◆ **What the task requires**
Reproduce the records word for word, starting at the line that contains "Target: reflection on water" and ending at the end of the records. Leave the pictures out of your answer.

◆ **Provided data**
■ ■ ■ ■ ■
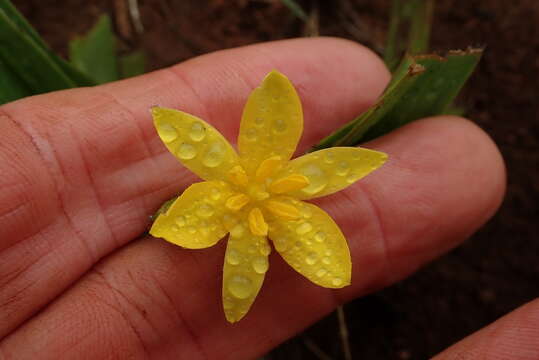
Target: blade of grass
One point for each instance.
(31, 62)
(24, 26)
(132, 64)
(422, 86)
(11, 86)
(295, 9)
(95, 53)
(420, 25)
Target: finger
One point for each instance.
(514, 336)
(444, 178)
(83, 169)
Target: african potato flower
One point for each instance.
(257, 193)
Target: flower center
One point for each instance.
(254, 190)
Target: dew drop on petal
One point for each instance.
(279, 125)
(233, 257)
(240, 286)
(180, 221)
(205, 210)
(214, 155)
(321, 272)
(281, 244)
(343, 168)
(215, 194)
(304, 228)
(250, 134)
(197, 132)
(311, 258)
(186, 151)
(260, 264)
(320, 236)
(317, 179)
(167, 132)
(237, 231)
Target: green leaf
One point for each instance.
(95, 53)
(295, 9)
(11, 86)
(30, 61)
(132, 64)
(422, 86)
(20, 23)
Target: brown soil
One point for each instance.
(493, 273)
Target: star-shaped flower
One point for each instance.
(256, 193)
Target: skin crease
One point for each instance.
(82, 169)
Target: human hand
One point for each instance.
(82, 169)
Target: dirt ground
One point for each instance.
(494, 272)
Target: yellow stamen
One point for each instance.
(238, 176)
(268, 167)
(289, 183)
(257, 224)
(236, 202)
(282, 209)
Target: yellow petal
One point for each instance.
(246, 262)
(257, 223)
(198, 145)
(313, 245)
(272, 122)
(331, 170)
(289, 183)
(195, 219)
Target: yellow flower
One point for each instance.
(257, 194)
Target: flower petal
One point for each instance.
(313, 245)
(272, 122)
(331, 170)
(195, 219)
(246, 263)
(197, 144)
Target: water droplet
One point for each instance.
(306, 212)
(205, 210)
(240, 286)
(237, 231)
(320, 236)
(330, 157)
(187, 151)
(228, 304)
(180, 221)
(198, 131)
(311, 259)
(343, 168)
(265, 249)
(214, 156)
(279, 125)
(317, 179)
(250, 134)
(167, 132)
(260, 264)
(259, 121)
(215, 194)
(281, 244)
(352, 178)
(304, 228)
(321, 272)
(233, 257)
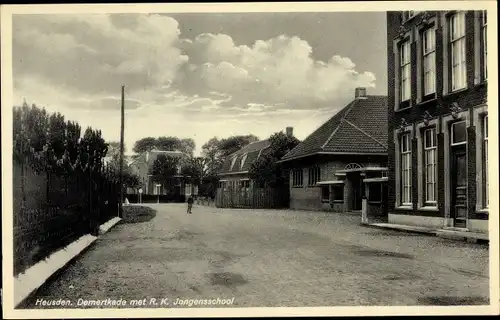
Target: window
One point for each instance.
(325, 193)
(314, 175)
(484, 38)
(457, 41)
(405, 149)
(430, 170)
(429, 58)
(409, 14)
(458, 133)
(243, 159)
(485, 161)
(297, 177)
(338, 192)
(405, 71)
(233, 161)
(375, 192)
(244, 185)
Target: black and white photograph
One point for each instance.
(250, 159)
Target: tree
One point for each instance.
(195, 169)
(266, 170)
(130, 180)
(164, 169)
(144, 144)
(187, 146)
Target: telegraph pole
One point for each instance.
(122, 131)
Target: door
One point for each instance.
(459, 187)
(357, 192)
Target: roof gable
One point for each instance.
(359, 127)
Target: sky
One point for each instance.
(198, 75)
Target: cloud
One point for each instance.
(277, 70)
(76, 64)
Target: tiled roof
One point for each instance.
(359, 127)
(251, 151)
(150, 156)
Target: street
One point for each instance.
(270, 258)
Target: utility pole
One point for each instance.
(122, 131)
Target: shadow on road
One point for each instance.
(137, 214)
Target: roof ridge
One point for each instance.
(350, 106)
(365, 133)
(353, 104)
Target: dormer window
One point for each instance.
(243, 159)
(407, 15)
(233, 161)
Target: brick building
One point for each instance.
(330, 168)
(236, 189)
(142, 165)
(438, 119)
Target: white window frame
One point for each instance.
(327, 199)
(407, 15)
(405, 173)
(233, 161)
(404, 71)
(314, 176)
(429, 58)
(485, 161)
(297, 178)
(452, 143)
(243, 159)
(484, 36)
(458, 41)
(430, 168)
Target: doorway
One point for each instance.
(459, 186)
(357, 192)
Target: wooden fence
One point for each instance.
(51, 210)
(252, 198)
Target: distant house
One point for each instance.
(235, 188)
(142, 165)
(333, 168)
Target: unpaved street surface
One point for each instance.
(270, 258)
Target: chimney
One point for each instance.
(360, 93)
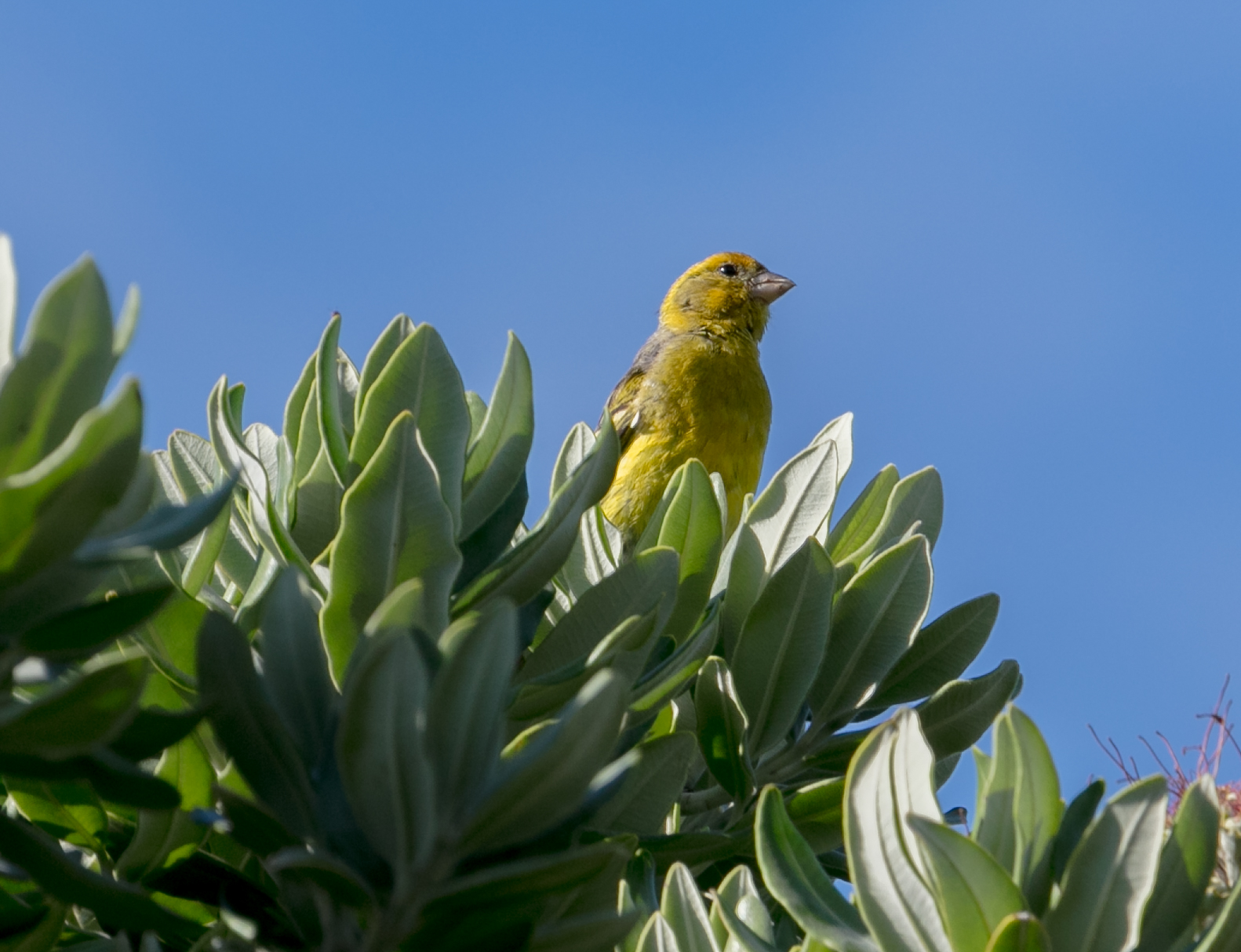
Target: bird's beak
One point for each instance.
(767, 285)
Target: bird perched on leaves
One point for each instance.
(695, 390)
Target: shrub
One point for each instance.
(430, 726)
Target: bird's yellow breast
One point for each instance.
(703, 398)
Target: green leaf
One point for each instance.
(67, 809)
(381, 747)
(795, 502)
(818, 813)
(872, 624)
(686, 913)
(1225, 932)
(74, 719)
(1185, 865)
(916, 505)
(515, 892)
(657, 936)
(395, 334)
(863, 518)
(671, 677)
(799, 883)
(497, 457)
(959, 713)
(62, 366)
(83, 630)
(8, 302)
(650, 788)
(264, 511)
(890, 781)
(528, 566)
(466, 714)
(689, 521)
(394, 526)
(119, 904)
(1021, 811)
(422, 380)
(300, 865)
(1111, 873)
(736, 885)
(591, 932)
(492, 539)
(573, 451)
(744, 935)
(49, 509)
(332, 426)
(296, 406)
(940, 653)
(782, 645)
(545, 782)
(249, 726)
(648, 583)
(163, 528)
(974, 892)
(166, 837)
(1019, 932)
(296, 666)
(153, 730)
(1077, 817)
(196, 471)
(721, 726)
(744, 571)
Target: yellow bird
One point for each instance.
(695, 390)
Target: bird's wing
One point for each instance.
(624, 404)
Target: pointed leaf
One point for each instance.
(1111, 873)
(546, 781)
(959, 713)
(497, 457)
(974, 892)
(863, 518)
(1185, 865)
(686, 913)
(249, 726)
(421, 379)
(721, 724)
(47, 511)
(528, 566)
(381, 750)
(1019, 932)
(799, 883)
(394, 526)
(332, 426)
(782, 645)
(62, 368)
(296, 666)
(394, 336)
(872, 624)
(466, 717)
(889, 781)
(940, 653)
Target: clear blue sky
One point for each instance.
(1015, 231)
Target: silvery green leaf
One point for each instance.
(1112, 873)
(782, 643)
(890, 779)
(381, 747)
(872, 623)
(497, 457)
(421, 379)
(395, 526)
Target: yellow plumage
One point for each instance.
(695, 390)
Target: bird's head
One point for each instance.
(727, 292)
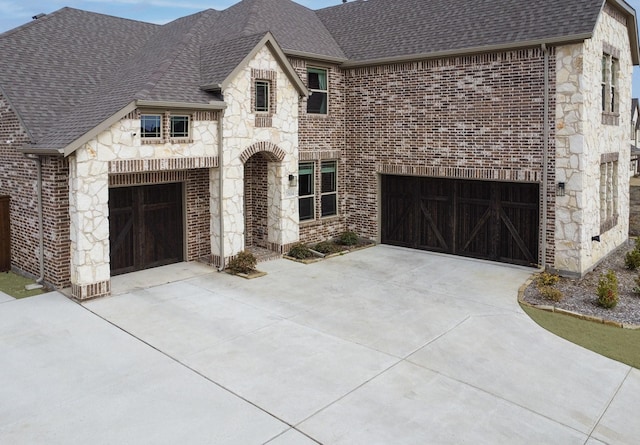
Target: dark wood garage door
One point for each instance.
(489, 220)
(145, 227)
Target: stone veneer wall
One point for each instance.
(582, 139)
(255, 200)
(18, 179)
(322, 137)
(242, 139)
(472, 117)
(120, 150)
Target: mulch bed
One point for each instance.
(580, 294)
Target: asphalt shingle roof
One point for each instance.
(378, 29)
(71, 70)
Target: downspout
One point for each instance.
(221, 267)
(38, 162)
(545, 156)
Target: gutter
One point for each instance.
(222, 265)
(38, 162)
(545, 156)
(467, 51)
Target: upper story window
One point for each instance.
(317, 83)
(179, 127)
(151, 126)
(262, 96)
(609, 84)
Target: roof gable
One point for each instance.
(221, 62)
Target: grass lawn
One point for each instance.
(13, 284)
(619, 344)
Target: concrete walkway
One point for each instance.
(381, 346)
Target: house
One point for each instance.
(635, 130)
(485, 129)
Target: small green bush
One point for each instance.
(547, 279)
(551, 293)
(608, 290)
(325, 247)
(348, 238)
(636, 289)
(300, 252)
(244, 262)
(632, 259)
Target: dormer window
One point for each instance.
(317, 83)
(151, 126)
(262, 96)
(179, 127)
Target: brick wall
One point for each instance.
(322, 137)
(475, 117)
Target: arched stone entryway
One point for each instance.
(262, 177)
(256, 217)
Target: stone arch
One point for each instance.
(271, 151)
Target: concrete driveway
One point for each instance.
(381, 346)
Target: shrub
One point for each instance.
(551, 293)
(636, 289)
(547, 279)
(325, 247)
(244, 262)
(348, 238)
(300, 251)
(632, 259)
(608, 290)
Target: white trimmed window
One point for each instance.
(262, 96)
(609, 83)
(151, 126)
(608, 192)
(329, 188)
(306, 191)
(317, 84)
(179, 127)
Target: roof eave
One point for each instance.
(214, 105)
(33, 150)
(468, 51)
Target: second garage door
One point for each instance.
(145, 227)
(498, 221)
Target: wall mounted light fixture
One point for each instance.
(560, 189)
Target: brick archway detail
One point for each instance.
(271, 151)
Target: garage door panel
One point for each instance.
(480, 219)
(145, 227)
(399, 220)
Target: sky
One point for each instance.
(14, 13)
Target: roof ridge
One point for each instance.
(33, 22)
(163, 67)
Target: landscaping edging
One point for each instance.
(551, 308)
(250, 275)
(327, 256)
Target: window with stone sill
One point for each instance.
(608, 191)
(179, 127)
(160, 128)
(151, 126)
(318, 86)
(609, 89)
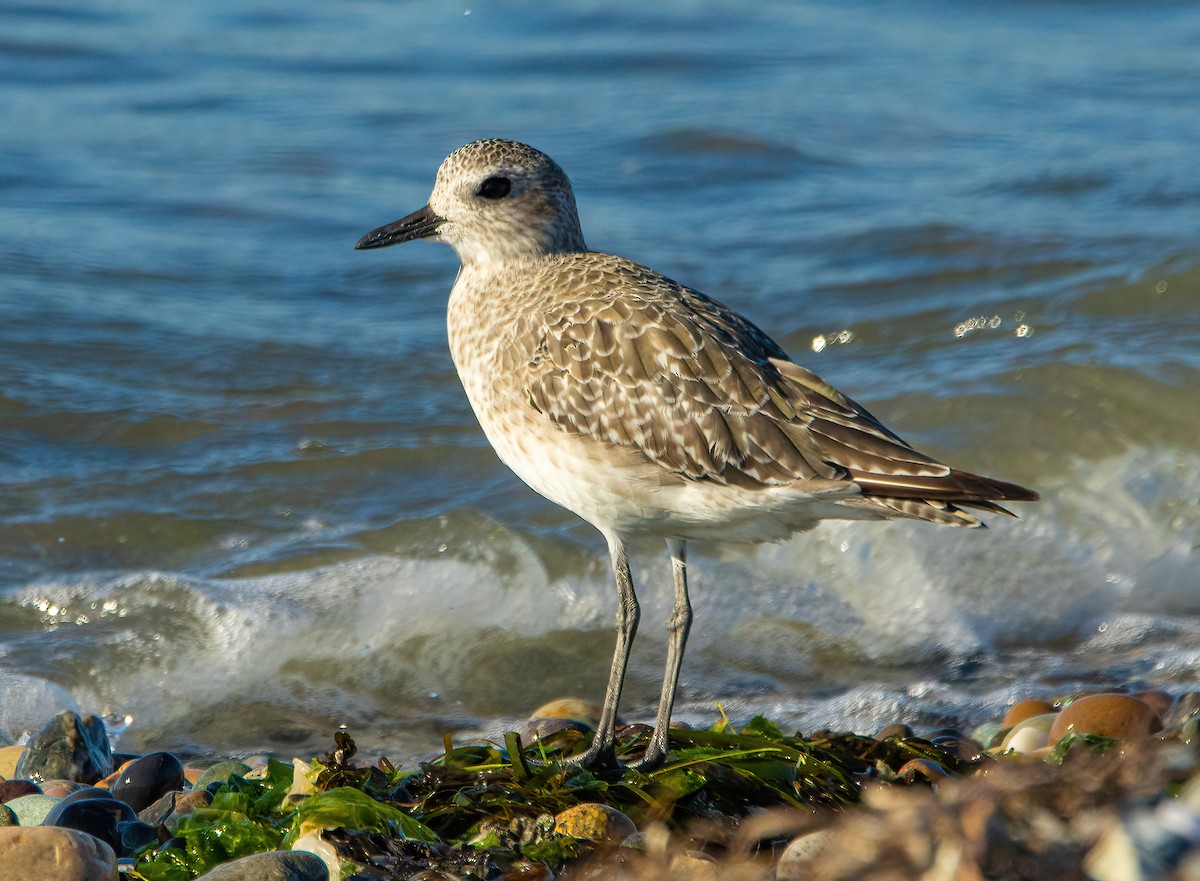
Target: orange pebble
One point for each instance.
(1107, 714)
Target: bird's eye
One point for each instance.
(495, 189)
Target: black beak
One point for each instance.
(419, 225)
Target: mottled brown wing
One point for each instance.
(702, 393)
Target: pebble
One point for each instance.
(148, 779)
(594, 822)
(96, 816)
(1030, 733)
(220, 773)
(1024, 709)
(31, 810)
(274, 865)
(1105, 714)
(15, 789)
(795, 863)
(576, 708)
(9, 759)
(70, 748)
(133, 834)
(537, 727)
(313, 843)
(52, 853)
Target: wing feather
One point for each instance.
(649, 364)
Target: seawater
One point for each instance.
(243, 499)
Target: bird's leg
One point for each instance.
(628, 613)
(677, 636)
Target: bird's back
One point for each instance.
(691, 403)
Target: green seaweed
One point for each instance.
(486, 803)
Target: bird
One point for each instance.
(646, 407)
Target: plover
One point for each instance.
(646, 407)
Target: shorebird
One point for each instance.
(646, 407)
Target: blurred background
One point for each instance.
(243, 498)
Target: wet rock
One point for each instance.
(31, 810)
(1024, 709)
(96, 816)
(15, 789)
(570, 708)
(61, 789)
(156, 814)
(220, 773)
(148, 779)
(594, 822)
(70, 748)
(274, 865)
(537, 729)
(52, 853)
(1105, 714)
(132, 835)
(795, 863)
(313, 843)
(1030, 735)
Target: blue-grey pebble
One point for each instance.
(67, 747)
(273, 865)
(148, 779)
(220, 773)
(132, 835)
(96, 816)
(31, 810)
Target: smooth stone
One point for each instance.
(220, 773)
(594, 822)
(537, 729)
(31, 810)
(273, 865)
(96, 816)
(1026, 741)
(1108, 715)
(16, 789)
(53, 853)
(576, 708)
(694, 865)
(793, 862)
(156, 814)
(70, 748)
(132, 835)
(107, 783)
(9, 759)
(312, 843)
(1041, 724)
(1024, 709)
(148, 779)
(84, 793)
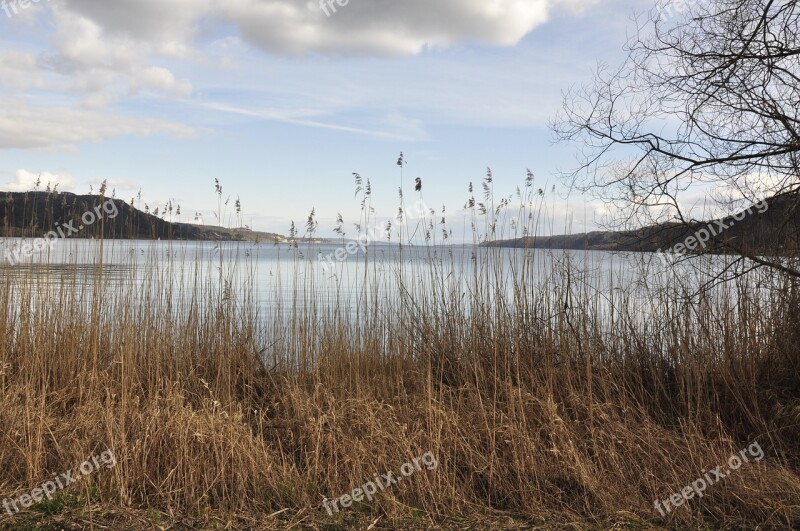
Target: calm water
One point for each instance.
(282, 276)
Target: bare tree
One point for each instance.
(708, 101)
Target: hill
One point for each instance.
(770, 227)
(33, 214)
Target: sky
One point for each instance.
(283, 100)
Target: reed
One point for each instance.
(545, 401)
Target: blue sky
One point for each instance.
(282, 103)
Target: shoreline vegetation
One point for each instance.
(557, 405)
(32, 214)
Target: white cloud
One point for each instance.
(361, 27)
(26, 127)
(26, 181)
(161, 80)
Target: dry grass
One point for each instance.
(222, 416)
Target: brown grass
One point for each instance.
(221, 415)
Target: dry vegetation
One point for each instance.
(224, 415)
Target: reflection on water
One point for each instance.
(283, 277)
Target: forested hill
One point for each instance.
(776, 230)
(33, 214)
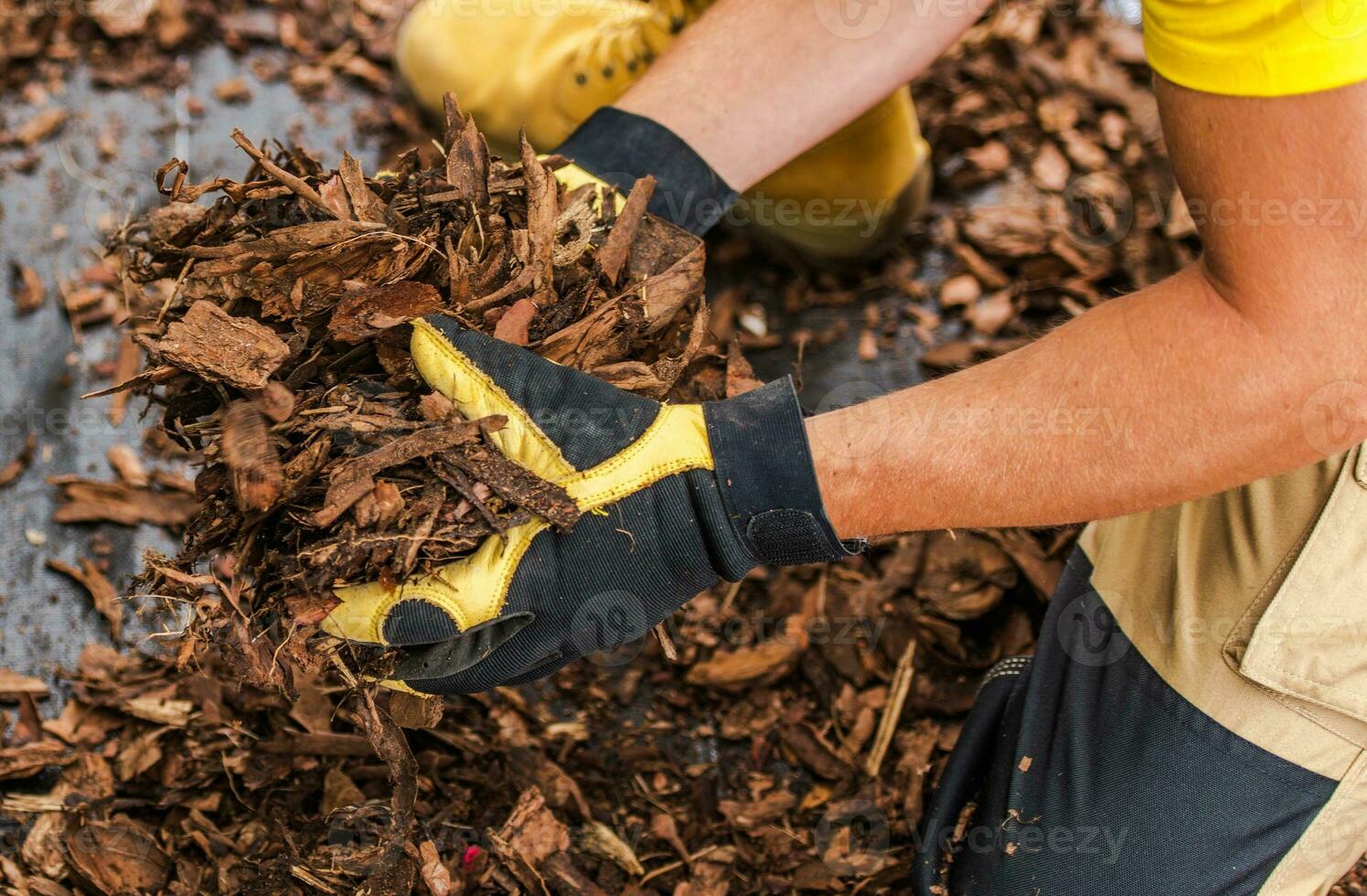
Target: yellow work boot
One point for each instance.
■ ■ ■ ■ ■
◆ **The result**
Target: reflection on water
One point for each instance.
(283, 277)
Target: forested hill
One point for each instance.
(776, 230)
(33, 214)
Target: yellow work boot
One point for each instance.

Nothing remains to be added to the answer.